= WORK TO BE COMPLETED =
Copy the items from the very start, stopping after the line that has "79L175 85H178L176 79H182L177", and swap "rough mask" for "coarse mask" with everything else left as is. Leave the picture out.

= SOURCE RECORDS =
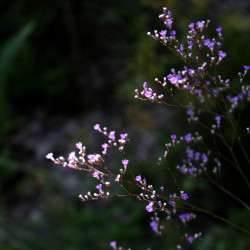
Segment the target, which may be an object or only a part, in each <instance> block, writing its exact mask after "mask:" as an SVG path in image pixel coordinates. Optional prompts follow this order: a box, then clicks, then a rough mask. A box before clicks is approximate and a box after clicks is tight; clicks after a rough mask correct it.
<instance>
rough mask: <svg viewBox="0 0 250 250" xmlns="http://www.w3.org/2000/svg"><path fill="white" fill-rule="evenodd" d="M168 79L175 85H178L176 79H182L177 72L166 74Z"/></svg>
mask: <svg viewBox="0 0 250 250" xmlns="http://www.w3.org/2000/svg"><path fill="white" fill-rule="evenodd" d="M167 78H168V80H169V81H170V82H171V83H172V84H174V85H175V86H178V81H179V80H181V79H182V77H181V75H180V74H177V75H172V74H169V75H168V76H167Z"/></svg>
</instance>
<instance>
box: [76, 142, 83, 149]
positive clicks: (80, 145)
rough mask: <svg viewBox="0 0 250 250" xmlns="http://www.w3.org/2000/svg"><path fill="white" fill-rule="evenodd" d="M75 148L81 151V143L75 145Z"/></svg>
mask: <svg viewBox="0 0 250 250" xmlns="http://www.w3.org/2000/svg"><path fill="white" fill-rule="evenodd" d="M76 147H77V148H78V149H79V150H81V149H82V143H81V142H78V143H76Z"/></svg>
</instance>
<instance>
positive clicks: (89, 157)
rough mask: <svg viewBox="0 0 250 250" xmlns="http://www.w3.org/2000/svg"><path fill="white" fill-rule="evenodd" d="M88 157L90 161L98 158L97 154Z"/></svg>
mask: <svg viewBox="0 0 250 250" xmlns="http://www.w3.org/2000/svg"><path fill="white" fill-rule="evenodd" d="M88 159H89V161H90V162H94V161H95V159H96V156H95V155H88Z"/></svg>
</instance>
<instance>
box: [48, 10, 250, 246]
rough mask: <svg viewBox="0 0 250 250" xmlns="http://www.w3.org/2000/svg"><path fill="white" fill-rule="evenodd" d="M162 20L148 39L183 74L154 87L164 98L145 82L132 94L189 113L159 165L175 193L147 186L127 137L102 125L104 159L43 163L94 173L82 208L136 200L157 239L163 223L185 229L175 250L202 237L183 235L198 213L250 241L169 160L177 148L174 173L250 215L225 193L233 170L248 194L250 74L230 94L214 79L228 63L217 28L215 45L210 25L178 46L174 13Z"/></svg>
mask: <svg viewBox="0 0 250 250" xmlns="http://www.w3.org/2000/svg"><path fill="white" fill-rule="evenodd" d="M159 18H160V19H161V20H162V21H163V23H164V25H165V29H164V30H161V31H160V32H159V31H157V30H155V31H154V32H153V33H150V32H149V33H148V35H149V36H150V37H151V38H153V39H154V40H156V41H158V42H160V43H161V44H162V45H163V46H165V47H167V48H168V49H170V50H172V51H174V52H175V53H177V55H178V56H180V57H181V58H182V60H183V62H184V67H183V69H180V70H176V69H172V70H171V72H170V73H169V74H168V75H167V76H166V77H164V78H163V79H158V78H156V79H155V83H156V84H157V85H159V86H160V87H161V88H162V93H160V94H158V93H156V92H155V91H154V90H153V89H152V88H150V87H149V86H148V83H147V82H145V83H144V84H143V89H142V90H141V91H139V90H138V89H136V90H135V93H136V95H135V98H136V99H138V100H141V101H146V102H151V103H155V104H160V105H165V106H168V107H172V108H180V109H184V110H186V116H187V123H186V124H183V126H185V127H186V126H189V127H190V131H189V132H188V133H187V134H184V135H178V134H177V133H176V134H169V141H168V142H167V143H166V144H165V152H164V154H163V156H162V157H159V159H158V162H157V164H158V165H159V166H160V167H163V168H164V167H165V168H166V169H167V170H168V171H169V175H170V176H171V177H172V179H173V181H174V182H175V184H176V190H169V189H168V187H167V186H165V183H158V181H157V180H155V183H153V184H151V183H149V181H148V178H150V179H153V177H151V176H150V177H149V176H145V175H144V173H141V174H140V175H136V176H135V175H134V173H133V169H132V168H131V167H130V165H133V164H131V162H129V159H128V156H127V154H126V145H127V143H128V142H129V137H128V134H126V133H122V134H120V135H119V136H117V134H116V132H115V131H109V130H108V129H107V128H106V127H101V126H100V125H99V124H96V125H95V126H94V129H95V130H96V131H98V132H99V133H101V134H103V135H104V136H105V137H106V138H107V141H106V142H105V143H104V144H102V149H101V150H100V152H99V153H89V152H87V149H86V147H85V146H83V144H82V143H81V142H78V143H77V144H76V148H77V151H78V152H77V153H76V152H75V151H74V152H72V153H70V155H69V157H68V159H65V158H64V157H62V156H60V157H58V158H54V156H53V153H49V154H48V155H47V156H46V157H47V158H48V159H50V160H52V161H53V162H54V163H55V164H59V165H62V166H63V167H68V168H72V169H76V170H79V171H86V172H89V173H91V175H92V177H93V178H94V179H95V180H96V181H97V184H96V191H94V192H92V191H89V192H87V194H84V195H82V194H81V195H79V198H80V199H81V200H82V201H89V200H99V199H110V198H112V197H118V198H122V197H134V198H136V199H137V200H138V201H140V202H144V203H145V209H146V211H147V212H148V213H152V217H151V221H150V222H149V224H150V227H151V228H152V230H153V231H154V232H155V233H156V234H157V235H162V236H163V235H164V231H165V226H164V225H165V222H164V221H165V220H168V221H172V222H173V225H175V226H176V225H177V228H182V230H180V241H179V242H178V243H176V246H177V249H183V248H185V247H189V246H190V244H192V243H193V242H194V241H195V240H196V239H199V238H200V237H201V234H202V233H201V232H191V231H189V230H190V229H189V228H187V227H186V225H187V224H188V223H189V222H190V221H192V220H193V219H195V218H196V213H203V214H207V215H210V216H212V217H214V218H217V219H218V220H220V221H222V222H224V223H227V224H229V225H231V226H232V227H234V228H235V229H237V230H239V231H241V232H242V233H245V234H246V235H248V236H249V235H250V231H249V229H247V228H244V227H243V226H241V225H238V224H235V223H234V222H232V221H231V220H230V219H228V218H226V216H224V217H223V216H220V215H217V214H215V213H214V212H213V211H210V210H209V209H207V208H206V207H201V206H200V205H197V202H195V200H196V198H195V196H192V194H187V193H186V192H185V191H183V187H182V183H180V182H179V181H177V179H176V176H174V174H173V168H174V166H170V165H169V158H170V157H171V152H172V151H173V150H174V149H175V148H176V147H180V145H184V148H185V152H184V155H183V156H182V159H181V160H180V163H179V164H178V165H177V166H176V168H177V169H178V170H179V172H180V173H182V174H184V175H189V176H191V177H193V178H196V179H198V180H200V181H201V182H204V181H205V182H208V183H210V184H211V185H214V186H215V187H216V188H218V189H219V190H221V191H222V192H223V193H224V194H225V195H226V196H229V197H230V198H231V199H233V200H234V201H236V202H237V203H239V205H240V206H242V209H244V210H245V211H247V213H249V212H250V211H249V210H250V207H249V204H248V203H249V200H246V198H245V197H249V195H248V196H243V198H242V197H241V196H240V195H239V192H236V193H235V192H234V190H233V189H232V188H228V187H227V178H228V176H229V175H228V172H231V170H232V171H233V176H234V177H235V178H241V180H242V186H241V187H235V188H236V189H237V190H238V189H239V188H240V192H242V193H243V192H244V193H247V194H249V189H250V181H249V177H248V175H247V171H248V169H249V166H250V157H249V149H248V148H247V142H248V140H249V139H248V138H249V134H250V128H249V126H250V125H249V124H248V126H245V124H244V122H245V120H247V122H248V123H249V115H248V114H247V109H248V106H249V102H250V86H249V85H248V84H247V83H246V81H245V76H246V74H247V72H248V70H249V68H250V66H248V65H244V66H243V72H239V74H238V75H239V84H238V85H237V86H233V87H232V84H231V82H230V79H227V78H225V77H226V76H222V75H218V74H217V68H218V66H219V64H220V63H221V62H222V60H223V59H224V58H225V57H226V56H227V53H226V52H225V51H224V50H223V49H222V40H223V36H222V28H221V27H218V28H217V29H216V31H215V36H212V37H211V36H209V35H208V34H207V28H208V26H209V23H210V20H207V21H198V22H196V23H190V24H189V25H188V35H187V37H186V38H187V40H186V41H185V42H180V41H179V40H178V39H177V35H178V34H177V32H176V31H175V30H174V29H173V28H172V27H173V18H172V14H171V12H170V11H167V8H163V13H162V14H161V15H160V16H159ZM226 73H227V72H225V74H226ZM243 118H244V119H243ZM243 121H244V122H243ZM244 126H245V127H244ZM243 127H244V129H242V128H243ZM166 133H168V132H166ZM111 149H113V150H116V151H118V152H120V153H121V155H122V157H123V160H122V161H121V165H120V167H112V166H109V165H108V164H107V161H106V159H107V156H108V153H109V151H110V150H111ZM236 175H237V176H236ZM146 177H147V178H146ZM230 177H232V175H230ZM232 182H233V179H232ZM211 202H220V201H217V200H213V201H211ZM183 224H184V225H185V226H184V227H183V226H182V225H183ZM110 246H111V247H112V248H113V249H122V248H121V247H118V246H117V242H116V241H112V242H111V243H110Z"/></svg>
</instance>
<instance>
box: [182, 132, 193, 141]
mask: <svg viewBox="0 0 250 250" xmlns="http://www.w3.org/2000/svg"><path fill="white" fill-rule="evenodd" d="M184 139H185V141H186V142H190V141H191V139H192V134H191V133H189V134H187V135H185V136H184Z"/></svg>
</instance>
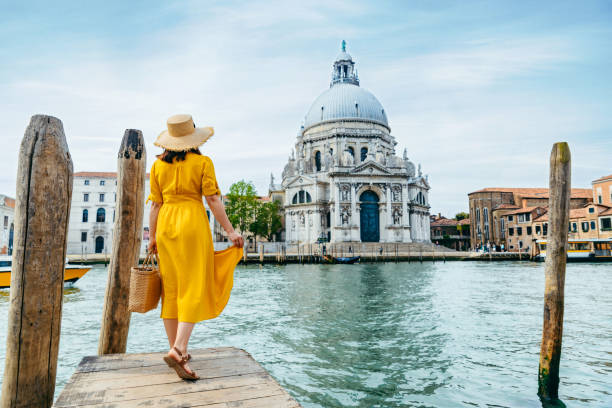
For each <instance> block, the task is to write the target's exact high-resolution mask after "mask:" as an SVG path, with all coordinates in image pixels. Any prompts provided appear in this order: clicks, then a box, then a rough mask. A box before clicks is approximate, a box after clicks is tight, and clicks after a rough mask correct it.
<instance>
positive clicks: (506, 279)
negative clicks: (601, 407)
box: [0, 262, 612, 408]
mask: <svg viewBox="0 0 612 408" xmlns="http://www.w3.org/2000/svg"><path fill="white" fill-rule="evenodd" d="M543 273H544V272H543V265H542V264H532V263H525V262H523V263H519V262H497V263H487V262H447V263H439V262H438V263H435V264H432V263H423V264H420V263H399V264H394V263H388V264H361V265H288V266H264V267H258V266H254V267H240V268H239V269H238V270H237V271H236V275H235V277H236V278H235V285H234V291H233V292H232V297H231V299H230V302H229V305H228V306H227V308H226V309H225V311H224V312H223V314H222V315H221V317H219V318H218V319H215V320H212V321H208V322H204V323H202V324H199V325H197V326H196V329H195V331H194V334H193V337H192V340H191V344H190V346H191V347H194V348H195V347H214V346H236V347H239V348H243V349H245V350H247V351H248V352H250V353H251V354H252V355H253V357H254V358H255V359H256V360H257V361H259V362H260V363H261V364H262V365H263V366H264V367H265V368H266V369H267V370H268V371H269V372H270V373H271V374H272V375H273V376H274V377H275V378H276V379H277V380H278V381H279V383H280V384H281V385H283V386H284V387H285V388H286V389H287V390H288V391H289V392H290V393H291V394H292V395H293V396H294V397H295V398H296V399H297V400H298V401H299V402H300V403H301V404H302V405H303V406H304V407H461V406H466V407H513V408H514V407H521V408H522V407H538V406H541V405H540V404H539V401H538V398H537V396H536V391H537V371H538V356H539V347H540V336H541V325H542V308H543V292H544V286H543V285H544V276H543ZM105 284H106V270H105V269H104V268H103V267H95V268H94V269H92V270H91V271H90V272H89V273H88V274H87V275H86V276H85V277H84V278H83V279H82V280H81V281H79V282H77V284H76V286H75V287H74V288H69V289H66V290H65V292H64V293H65V295H64V314H63V319H62V337H61V342H60V361H59V366H58V376H57V390H56V394H59V391H61V389H62V388H63V386H64V384H65V383H66V381H67V380H68V378H69V377H70V375H71V374H72V372H73V371H74V369H75V367H76V366H77V364H78V362H79V361H80V360H81V358H82V357H83V356H86V355H95V354H96V352H97V343H98V333H99V328H100V318H101V315H102V303H103V298H104V286H105ZM7 311H8V291H6V290H2V291H0V316H2V319H1V320H0V345H1V347H2V348H1V349H0V358H2V364H0V370H2V369H3V368H4V353H5V342H6V325H7V324H6V320H7V318H6V316H7ZM158 316H159V310H158V311H155V312H150V313H148V314H146V315H139V314H134V315H133V317H132V324H131V327H130V335H129V340H128V352H147V351H160V350H165V349H167V341H166V339H165V334H164V329H163V325H162V322H161V320H160V319H159V317H158ZM561 376H562V378H561V385H560V396H561V398H562V399H563V401H564V402H565V403H566V404H567V406H568V407H611V406H612V266H611V265H606V264H595V265H591V264H570V265H568V271H567V279H566V303H565V327H564V338H563V354H562V360H561Z"/></svg>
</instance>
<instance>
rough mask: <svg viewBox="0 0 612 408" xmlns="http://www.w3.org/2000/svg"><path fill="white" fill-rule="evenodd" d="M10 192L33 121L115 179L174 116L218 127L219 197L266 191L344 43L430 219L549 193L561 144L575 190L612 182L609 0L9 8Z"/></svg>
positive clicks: (7, 171) (3, 9) (8, 13)
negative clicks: (131, 156)
mask: <svg viewBox="0 0 612 408" xmlns="http://www.w3.org/2000/svg"><path fill="white" fill-rule="evenodd" d="M0 9H1V10H2V14H0V95H1V97H0V143H1V146H2V150H3V155H2V159H1V160H0V193H2V194H7V195H9V196H14V194H15V179H16V172H17V157H18V152H19V144H20V142H21V139H22V137H23V133H24V131H25V128H26V127H27V125H28V123H29V120H30V117H31V116H32V115H34V114H39V113H43V114H49V115H53V116H56V117H58V118H60V119H61V120H62V122H63V125H64V130H65V133H66V138H67V141H68V146H69V149H70V152H71V155H72V160H73V163H74V170H75V171H115V170H116V166H117V163H116V154H117V152H118V149H119V145H120V142H121V138H122V136H123V133H124V131H125V129H127V128H136V129H140V130H142V131H143V134H144V137H145V141H146V143H147V168H150V166H151V164H152V163H153V161H154V159H155V154H158V153H160V149H159V148H157V147H155V146H154V145H153V141H154V140H155V138H156V136H157V135H158V134H159V133H160V132H161V131H162V130H164V128H165V121H166V118H167V117H169V116H171V115H172V114H175V113H190V114H192V115H193V117H194V120H195V123H196V124H197V125H198V126H213V127H214V128H215V135H214V136H213V138H211V139H210V141H209V142H207V143H206V144H205V145H204V146H203V147H202V151H203V153H204V154H206V155H208V156H210V157H211V158H212V159H213V162H214V163H215V169H216V174H217V178H218V181H219V184H220V186H221V189H222V191H223V192H224V193H225V192H227V191H228V190H229V186H230V185H231V184H232V183H233V182H235V181H238V180H241V179H244V180H247V181H252V182H254V183H255V186H256V187H257V190H258V193H259V194H267V191H268V185H269V181H270V174H271V173H273V174H274V176H275V178H276V181H277V182H278V181H279V180H280V177H281V172H282V170H283V167H284V165H285V163H286V161H287V158H288V156H289V154H290V152H291V149H292V147H293V146H294V143H295V138H296V135H297V133H298V130H299V128H300V125H301V124H302V121H303V119H304V116H305V115H306V113H307V111H308V109H309V108H310V106H311V104H312V102H313V101H314V100H315V98H316V97H317V96H318V95H320V94H321V93H322V92H323V91H325V90H326V89H327V88H328V86H329V81H330V76H331V66H332V63H333V60H334V57H335V56H336V55H337V54H338V52H339V50H340V43H341V41H342V40H346V41H347V51H348V52H349V53H350V54H351V55H352V56H353V59H354V60H355V62H356V66H357V69H358V71H359V77H360V81H361V86H362V87H364V88H366V89H368V90H369V91H371V92H372V93H373V94H374V95H376V97H377V98H378V99H379V101H380V102H381V103H382V105H383V107H384V108H385V111H386V112H387V115H388V118H389V124H390V126H391V133H392V135H393V136H394V137H395V139H396V141H397V143H398V144H397V146H396V152H397V154H398V155H400V156H401V154H402V151H403V149H404V148H406V149H407V151H408V156H409V157H410V159H411V160H412V161H414V162H415V163H421V164H422V168H423V172H424V173H425V174H428V176H429V182H430V184H431V190H430V196H429V200H430V204H431V212H432V213H436V214H437V213H442V214H443V215H446V216H449V217H450V216H453V215H454V214H455V213H457V212H459V211H467V208H468V198H467V194H468V193H469V192H471V191H475V190H478V189H480V188H484V187H514V186H516V187H546V186H547V184H548V161H549V156H550V150H551V147H552V144H553V143H554V142H558V141H567V142H568V143H569V145H570V149H571V151H572V186H574V187H584V188H589V187H591V181H592V180H594V179H596V178H598V177H601V176H603V175H608V174H611V173H612V160H611V157H612V114H611V112H612V100H611V95H612V81H611V80H610V71H611V63H612V47H611V46H610V44H612V24H610V22H611V21H612V2H610V1H595V0H591V1H585V2H575V1H558V0H557V1H539V2H533V1H506V2H501V1H460V2H455V1H410V2H408V1H398V2H391V1H376V2H372V1H356V0H351V1H333V0H326V1H296V2H292V1H274V0H271V1H248V2H246V1H245V2H240V1H218V2H216V1H174V2H171V1H138V0H137V1H129V2H126V1H105V2H81V1H73V2H65V1H54V2H48V1H40V2H37V1H28V2H8V1H6V0H0Z"/></svg>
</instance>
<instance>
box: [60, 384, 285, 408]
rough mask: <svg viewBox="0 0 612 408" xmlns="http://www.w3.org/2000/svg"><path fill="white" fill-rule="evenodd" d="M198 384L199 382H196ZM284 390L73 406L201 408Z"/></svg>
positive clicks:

= COMPLETED TASK =
Segment the target, which may be an object or only a part, in each <instance> block, writing its exact mask after "mask:" as an SVG path in image pixel coordinates. Optional prompts follow this order: a box, then clicks, then a coarse mask. A box before clicks is approximate and a box after clicks is tight; clicks after a coarse mask correct it.
<instance>
coarse mask: <svg viewBox="0 0 250 250" xmlns="http://www.w3.org/2000/svg"><path fill="white" fill-rule="evenodd" d="M168 79L175 85H178L176 79H182L177 72L166 74Z"/></svg>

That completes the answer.